Consigne:
Poursuivez le texte sur la médecine connectée à partir de sa dernière phrase.
------ Texte fourni ------
Nous sommes passés, en quelques années, d’une médecine qui soignait à une médecine qui répare, et la maladie se laisse de plus en plus décrire comme une panne – dont la mort serait seulement la plus résistante. C’est là le signe du triomphe d’une conception mécaniste du vivant, telle que l’époque moderne, issue de Descartes, l’opposait au vitalisme : l’organisme est constitué d’un ensemble de pièces susceptibles d’être rectifiées, voire remplacées.
L’art du médecin traditionnel, soucieux d’identifier la cause de la maladie à partir d’un examen clinique faisant droit à la parole du patient autant qu’à l’interprétation des signes de son état physique, est aujourd’hui en passe de devenir archaïque. La médecine en voie de développement, dite « connectée » parce qu’elle mobilise les technologies numériques investies dans l’imagerie, ainsi que dans un nombre croissant d’applications mobiles et de biocapteurs, consacre la promotion de l’ingénieur expert en données qui sait croiser et corréler les innombrables informations fournies par tous ces objets que l’on qualifie d’« intelligents ».
------ Données affichées ------
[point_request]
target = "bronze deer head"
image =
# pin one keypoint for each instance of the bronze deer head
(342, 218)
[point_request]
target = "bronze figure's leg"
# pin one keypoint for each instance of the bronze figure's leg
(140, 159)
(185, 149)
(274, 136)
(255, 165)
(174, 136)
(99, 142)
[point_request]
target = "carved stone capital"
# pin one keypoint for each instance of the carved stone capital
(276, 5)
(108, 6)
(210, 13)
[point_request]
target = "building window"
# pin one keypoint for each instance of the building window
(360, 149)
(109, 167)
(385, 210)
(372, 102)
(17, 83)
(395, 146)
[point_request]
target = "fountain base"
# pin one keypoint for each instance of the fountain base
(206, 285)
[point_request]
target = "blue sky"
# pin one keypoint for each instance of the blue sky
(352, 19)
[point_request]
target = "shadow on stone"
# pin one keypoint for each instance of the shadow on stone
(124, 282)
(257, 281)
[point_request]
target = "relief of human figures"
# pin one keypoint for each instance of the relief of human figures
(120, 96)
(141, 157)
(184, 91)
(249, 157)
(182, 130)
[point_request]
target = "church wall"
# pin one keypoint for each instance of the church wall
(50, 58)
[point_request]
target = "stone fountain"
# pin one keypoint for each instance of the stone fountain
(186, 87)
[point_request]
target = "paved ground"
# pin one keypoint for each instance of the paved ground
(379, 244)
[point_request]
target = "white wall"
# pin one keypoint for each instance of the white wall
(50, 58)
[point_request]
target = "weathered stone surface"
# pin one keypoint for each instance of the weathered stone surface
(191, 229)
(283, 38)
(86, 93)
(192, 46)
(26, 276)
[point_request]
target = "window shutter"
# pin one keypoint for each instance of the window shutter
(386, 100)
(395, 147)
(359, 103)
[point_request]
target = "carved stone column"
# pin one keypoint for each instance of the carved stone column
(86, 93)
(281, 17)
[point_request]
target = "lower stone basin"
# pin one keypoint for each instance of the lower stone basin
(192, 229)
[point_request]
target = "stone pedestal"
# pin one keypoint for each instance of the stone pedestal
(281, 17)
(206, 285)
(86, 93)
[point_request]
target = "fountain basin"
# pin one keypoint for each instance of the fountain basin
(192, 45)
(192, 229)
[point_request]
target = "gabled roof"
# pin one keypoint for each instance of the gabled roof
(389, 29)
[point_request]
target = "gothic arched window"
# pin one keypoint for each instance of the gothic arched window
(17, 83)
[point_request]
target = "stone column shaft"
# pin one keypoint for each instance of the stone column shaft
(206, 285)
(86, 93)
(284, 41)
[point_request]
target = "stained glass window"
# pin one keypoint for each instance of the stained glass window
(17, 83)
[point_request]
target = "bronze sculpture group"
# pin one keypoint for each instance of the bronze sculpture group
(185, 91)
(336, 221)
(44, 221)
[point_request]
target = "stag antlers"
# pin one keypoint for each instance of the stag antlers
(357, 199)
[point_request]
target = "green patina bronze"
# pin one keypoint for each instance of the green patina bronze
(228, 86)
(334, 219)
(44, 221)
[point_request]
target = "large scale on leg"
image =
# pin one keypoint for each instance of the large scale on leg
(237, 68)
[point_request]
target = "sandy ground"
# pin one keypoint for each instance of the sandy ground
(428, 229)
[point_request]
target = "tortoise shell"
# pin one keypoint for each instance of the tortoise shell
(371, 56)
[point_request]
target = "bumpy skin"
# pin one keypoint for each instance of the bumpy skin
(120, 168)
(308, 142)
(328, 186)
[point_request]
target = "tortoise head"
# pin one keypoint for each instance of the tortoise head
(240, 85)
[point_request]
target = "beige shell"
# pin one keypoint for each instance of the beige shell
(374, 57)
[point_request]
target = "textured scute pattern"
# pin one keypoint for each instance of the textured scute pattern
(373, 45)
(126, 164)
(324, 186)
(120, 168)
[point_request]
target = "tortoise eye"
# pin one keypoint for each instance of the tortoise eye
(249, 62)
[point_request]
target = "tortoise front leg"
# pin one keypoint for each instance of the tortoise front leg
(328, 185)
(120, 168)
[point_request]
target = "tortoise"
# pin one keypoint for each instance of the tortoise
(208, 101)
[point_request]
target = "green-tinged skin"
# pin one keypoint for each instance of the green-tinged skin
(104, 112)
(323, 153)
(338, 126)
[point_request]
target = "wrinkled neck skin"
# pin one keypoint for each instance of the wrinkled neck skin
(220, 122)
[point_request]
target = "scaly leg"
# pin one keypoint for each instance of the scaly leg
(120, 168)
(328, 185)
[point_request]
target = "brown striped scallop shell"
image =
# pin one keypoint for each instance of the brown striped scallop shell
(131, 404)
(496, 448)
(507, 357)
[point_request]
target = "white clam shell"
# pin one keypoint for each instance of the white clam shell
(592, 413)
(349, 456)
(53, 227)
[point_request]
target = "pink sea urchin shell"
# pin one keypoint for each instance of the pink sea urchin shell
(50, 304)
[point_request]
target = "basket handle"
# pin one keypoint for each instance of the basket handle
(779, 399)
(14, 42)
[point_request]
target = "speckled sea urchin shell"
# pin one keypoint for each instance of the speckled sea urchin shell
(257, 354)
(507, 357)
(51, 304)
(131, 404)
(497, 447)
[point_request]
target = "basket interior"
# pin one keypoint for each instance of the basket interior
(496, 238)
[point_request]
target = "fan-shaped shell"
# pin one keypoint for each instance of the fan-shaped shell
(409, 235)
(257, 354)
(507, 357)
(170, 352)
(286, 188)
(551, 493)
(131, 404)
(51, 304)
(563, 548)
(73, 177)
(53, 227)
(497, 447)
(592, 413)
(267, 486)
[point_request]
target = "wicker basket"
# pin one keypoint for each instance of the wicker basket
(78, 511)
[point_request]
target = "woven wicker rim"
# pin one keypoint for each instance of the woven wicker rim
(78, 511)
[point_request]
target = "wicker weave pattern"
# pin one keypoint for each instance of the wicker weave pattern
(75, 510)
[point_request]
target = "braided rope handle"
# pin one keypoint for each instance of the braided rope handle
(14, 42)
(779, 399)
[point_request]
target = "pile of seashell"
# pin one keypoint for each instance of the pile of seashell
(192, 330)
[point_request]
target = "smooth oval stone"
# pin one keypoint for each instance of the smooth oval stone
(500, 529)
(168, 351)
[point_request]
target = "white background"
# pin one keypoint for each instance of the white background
------
Résultat obtenu:
La porte est ainsi ouverte, dit-on, à une médecine personnalisée qui pourrait prédire et prévenir la maladie, grâce à la mise en corrélation des mesures du fonctionnement des organes d’un patient avec les bases de données collectées sur les pathologies d’une population d’individus exponentielle.
La médecine prédictive sera moins explicative que statistique, ce qui ne saurait être une objection pour une démarche mécaniste qui se préoccupe surtout de produire et de maîtriser des effets.
Force est de constater que la santé elle-même n’est plus ce qu’elle était : on l’a longtemps définie comme l’absence de maladie, et on la reconnaissait au « silence des organes » qui l’accompagnait.